## URAIAN TUGAS
Kutip kembali semua baris data di bawah ini tanpa mengubah satu karakter pun.

******************************

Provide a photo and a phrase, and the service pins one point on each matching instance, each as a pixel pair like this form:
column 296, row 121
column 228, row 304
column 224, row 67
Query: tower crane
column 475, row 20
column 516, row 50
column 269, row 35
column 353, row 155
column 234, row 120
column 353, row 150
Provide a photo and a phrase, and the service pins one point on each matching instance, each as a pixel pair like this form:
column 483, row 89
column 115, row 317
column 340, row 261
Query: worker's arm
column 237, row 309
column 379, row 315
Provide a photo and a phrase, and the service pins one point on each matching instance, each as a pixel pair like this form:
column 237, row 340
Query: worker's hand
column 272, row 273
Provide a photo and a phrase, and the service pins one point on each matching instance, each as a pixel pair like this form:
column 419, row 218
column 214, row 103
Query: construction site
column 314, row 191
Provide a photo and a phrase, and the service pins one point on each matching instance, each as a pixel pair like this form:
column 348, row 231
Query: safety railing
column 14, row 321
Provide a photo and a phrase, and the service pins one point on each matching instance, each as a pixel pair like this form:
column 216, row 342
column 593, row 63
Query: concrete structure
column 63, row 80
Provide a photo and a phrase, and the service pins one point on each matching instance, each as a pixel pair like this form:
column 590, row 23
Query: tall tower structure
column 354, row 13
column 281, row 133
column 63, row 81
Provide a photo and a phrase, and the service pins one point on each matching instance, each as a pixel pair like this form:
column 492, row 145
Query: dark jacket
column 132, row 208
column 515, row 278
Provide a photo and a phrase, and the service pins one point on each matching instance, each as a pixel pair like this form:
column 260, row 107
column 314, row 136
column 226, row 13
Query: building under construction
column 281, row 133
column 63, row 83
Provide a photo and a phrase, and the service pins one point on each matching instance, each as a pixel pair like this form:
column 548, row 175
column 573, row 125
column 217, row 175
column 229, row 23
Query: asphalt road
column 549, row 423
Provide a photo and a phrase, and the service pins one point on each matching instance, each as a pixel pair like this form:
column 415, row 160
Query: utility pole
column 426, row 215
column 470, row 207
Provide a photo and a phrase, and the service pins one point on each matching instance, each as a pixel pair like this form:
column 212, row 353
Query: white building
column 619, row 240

******************************

## JAWABAN TERTULIS
Provide a photo and a phrase, and the service pins one point on each matching instance, each as a pixel pair like this form:
column 296, row 121
column 228, row 304
column 224, row 67
Query: tower crane
column 475, row 20
column 516, row 50
column 269, row 35
column 353, row 155
column 234, row 120
column 353, row 150
Provide a photo and a phrase, and the service pins one point on each matching instance, each as a pixel pair like this form:
column 483, row 89
column 115, row 317
column 340, row 261
Query: worker's arm
column 237, row 309
column 379, row 315
Provide a photo and a phrase, and the service pins one point on each matching instance, each as a pixel pair like this form:
column 237, row 340
Query: worker's hand
column 272, row 273
Provide a photo and a phrase, and the service pins one point on each matching instance, each as a pixel pair like this form:
column 419, row 218
column 214, row 103
Query: construction site
column 314, row 191
Provide a photo and a phrase, and the service pins one point on each matching instance, each as a pixel pair like this form:
column 348, row 231
Query: safety railing
column 14, row 321
Provide a photo and a phrase, and the service pins one point on each matching instance, each as a pixel pair like this form:
column 216, row 342
column 593, row 63
Query: concrete structure
column 63, row 80
Provide a photo and a phrase, and the service pins one point on each matching instance, each as a pixel pair like this form:
column 590, row 23
Query: tall tower structure
column 354, row 13
column 281, row 133
column 63, row 81
Provide a photo and a phrase, and the service pins one point on each matching instance, each as a pixel pair like this form:
column 492, row 145
Query: dark jacket
column 132, row 208
column 515, row 278
Provide a photo and a phrase, and the service pins one point on each matching instance, each as a pixel pair like this form:
column 260, row 107
column 314, row 136
column 226, row 13
Query: building under construction
column 281, row 133
column 63, row 83
Provide a photo and a phrase, and the service pins one point on each matching instance, each as a pixel pair like this form:
column 548, row 175
column 573, row 125
column 217, row 175
column 229, row 23
Query: asphalt road
column 549, row 423
Provide a photo and a phrase, and the service pins one point on each matching instance, each as a pixel pair like this form:
column 415, row 160
Query: utility pole
column 426, row 215
column 470, row 207
Provide a photo and a phrase, and the service pins one point on each matching instance, each as a pixel pair like this form:
column 212, row 353
Query: white building
column 619, row 240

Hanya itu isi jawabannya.